**What to produce**
Filter the rows below, keeping every line that contains the word "vegetation". Case counts.

**Collected data entries**
+--
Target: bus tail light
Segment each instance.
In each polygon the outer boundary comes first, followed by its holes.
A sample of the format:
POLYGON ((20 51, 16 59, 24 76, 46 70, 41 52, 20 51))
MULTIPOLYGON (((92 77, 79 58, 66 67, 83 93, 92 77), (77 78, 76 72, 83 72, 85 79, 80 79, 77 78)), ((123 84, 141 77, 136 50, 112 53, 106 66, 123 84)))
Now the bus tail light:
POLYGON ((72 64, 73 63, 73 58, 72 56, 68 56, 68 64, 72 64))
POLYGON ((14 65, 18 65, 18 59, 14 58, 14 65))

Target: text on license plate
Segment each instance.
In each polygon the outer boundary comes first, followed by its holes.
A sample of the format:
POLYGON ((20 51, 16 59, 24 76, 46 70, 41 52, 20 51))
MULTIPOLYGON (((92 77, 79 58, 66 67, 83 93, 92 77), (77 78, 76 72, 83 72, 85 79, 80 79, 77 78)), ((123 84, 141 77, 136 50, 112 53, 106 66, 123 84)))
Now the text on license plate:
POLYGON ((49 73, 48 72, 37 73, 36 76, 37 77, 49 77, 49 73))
+--
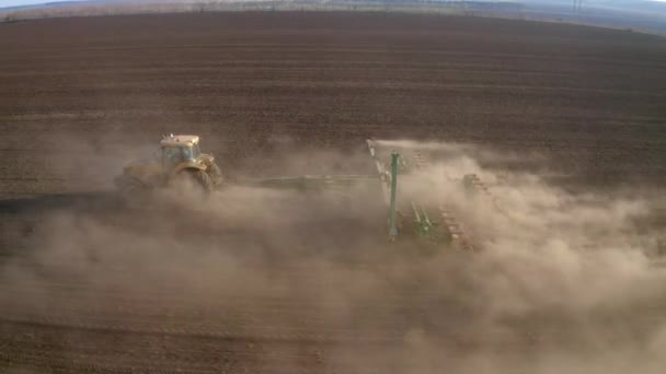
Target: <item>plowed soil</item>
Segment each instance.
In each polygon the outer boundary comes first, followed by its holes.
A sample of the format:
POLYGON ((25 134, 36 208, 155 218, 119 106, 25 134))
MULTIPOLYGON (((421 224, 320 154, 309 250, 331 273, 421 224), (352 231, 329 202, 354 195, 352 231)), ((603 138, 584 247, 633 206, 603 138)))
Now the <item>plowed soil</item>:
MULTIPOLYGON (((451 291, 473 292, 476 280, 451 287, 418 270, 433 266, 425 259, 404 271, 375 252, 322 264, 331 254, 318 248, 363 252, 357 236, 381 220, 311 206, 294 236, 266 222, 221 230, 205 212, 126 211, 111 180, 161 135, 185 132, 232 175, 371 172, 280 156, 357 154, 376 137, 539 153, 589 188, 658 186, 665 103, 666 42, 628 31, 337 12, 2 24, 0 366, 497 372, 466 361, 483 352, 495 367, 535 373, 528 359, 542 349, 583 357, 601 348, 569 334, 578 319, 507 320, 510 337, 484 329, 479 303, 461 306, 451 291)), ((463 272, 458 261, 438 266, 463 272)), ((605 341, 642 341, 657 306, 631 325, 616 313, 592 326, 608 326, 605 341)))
+--
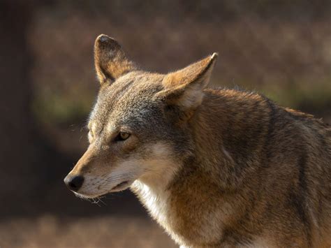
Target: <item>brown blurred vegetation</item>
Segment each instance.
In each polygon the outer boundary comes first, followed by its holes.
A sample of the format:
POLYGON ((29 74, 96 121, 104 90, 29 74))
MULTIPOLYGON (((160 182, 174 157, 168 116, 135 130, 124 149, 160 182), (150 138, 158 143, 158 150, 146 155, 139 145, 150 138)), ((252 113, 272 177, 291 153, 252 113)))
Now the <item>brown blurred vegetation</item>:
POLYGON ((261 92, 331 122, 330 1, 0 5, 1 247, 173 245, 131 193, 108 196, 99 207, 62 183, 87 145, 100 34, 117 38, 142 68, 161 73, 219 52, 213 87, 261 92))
+--
**Answer**
Target: <item>brown blurred vegetation</item>
Now the <item>brown blurred vegetation</item>:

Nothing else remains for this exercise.